START
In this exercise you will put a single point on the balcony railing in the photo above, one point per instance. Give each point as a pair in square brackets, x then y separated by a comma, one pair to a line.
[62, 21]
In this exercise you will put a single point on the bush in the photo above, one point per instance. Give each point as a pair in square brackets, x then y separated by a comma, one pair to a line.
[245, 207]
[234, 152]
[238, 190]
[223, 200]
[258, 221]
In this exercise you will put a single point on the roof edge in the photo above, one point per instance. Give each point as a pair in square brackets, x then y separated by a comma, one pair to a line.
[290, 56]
END
START
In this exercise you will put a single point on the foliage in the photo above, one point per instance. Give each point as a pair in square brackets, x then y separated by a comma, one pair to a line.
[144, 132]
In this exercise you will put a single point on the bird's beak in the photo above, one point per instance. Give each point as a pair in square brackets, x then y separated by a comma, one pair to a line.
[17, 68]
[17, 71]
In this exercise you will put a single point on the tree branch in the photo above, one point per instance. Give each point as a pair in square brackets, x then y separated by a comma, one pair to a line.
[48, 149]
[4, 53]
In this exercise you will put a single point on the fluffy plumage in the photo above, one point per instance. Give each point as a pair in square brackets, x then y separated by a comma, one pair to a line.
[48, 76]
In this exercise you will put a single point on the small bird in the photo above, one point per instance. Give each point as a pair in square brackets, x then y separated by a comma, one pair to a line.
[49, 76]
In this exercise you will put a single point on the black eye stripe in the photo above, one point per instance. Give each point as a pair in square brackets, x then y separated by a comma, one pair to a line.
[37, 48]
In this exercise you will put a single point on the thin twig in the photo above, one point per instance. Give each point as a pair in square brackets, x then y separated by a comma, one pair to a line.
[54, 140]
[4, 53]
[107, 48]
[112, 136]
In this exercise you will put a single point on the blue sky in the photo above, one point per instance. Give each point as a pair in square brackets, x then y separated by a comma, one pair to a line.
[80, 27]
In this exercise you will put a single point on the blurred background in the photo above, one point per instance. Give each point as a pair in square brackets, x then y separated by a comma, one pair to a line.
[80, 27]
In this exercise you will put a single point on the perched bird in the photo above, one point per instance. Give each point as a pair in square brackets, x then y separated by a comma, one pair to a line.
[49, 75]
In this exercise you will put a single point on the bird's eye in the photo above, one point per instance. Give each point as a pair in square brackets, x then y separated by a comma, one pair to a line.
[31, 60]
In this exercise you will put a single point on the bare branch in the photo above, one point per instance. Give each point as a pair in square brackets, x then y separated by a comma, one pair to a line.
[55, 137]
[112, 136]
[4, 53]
END
Report how many lines in the material above contain the string "branch", giving only the number.

2